#### [Text passage]
Segment Open

Deadly Painkiller Overdoses Affecting More Women
Correction July 12, 2013
The audio introduction to this story, as did a previous Web introduction, incorrectly says that women are dying from overdoses of prescription painkillers at a much higher rate than men. In fact, men still die at a higher rate than women. Women are dying from the overdoses at a much higher rate than ever before.
DAVID GREENE, HOST:
And let's look now at some disturbing health news. At study out from the Centers for Disease Control and Prevention shows women are dying from overdoses of prescription painkillers at a much higher rate than men. [POST-BROADCAST CORRECTION: Men still die from these overdoses at a higher rate than women. Women are dying from the overdoses at a much higher rate than ever before.]
Over the past decade, there has been a dramatic increase in the number of women overdosing. NPR's Patti Neighmond reports.
PATTI NEIGHMOND, BYLINE: CDC director Dr. Tom Frieden told reporters women are dying of overdoses at rates never seen before.
TOM FRIEDEN: Prescription painkiller deaths have skyrocketed in women. In 2010, more than 6,600 women died from prescription painkillers, four times as many as died from cocaine and heroin combined.
NEIGHMOND: And the number of women showing up in hospital ERs who've overdosed on opiod painkillers like Vicodin and Oxycontin is also on the rise. It's unclear how many women used medication they obtained illegally and how many were prescribed it. But Frieden says the increase in drug overdoses and deaths directly parallels an increase in prescriptions for pain medication.
Pain specialists Lynn Webster is president of the American Academy of Pain Medicine. He says women often unknowingly end up with medications that, when combined, are dangerous.

Segment Closed

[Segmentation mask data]

Segment Open

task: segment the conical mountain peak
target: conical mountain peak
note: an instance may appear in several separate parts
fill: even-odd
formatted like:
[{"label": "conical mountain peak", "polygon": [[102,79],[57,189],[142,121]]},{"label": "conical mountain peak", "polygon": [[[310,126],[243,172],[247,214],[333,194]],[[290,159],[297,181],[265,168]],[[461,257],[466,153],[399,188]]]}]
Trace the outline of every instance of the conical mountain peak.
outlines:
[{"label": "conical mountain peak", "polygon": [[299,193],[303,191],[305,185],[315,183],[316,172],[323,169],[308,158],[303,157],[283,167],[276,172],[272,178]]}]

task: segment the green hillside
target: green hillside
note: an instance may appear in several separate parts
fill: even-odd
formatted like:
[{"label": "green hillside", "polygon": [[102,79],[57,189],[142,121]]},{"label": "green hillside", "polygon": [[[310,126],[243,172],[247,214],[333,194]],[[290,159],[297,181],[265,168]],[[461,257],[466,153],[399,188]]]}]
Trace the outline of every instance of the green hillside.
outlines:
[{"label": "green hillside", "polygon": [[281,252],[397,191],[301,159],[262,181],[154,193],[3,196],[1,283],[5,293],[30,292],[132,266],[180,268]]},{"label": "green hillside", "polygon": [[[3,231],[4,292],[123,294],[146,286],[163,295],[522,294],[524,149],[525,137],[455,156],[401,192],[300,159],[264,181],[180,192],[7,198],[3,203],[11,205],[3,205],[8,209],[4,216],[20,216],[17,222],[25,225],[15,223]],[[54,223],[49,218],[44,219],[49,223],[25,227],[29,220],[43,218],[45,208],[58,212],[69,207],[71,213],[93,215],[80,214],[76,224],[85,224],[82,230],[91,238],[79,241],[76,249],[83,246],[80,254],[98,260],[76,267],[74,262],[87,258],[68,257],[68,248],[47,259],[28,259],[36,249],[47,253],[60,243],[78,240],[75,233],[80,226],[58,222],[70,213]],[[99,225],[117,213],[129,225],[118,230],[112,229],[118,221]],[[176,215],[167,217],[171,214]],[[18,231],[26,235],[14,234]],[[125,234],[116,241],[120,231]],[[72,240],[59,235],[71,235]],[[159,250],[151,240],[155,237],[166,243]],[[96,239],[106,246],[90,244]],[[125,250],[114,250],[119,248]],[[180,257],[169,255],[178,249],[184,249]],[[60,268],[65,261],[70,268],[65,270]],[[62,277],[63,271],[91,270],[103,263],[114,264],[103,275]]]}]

Segment Closed

#### [Tasks to carry out]
(1) Decide whether each statement agrees with the painkiller overdose story, and support each yes or no with the deciding words quoted from it: (a) Men die from prescription painkiller overdoses at a higher rate than women. (b) In 2010, more than 6,600 women died from prescription painkillers. (c) Lynn Webster is the director of the CDC.
(2) Please reproduce everything in the painkiller overdose story from "TOM FRIEDEN: Prescription" down to "and heroin combined.".
Rely only on the painkiller overdose story, not on the listing.

#### [Answers to this exercise]
(1)
(a) Yes: "In fact, men still die at a higher rate than women."
(b) Yes: "In 2010, more than 6,600 women died from prescription painkillers"
(c) No: "CDC director Dr. Tom Frieden"

(2)
TOM FRIEDEN: Prescription painkiller deaths have skyrocketed in women. In 2010, more than 6,600 women died from prescription painkillers, four times as many as died from cocaine and heroin combined.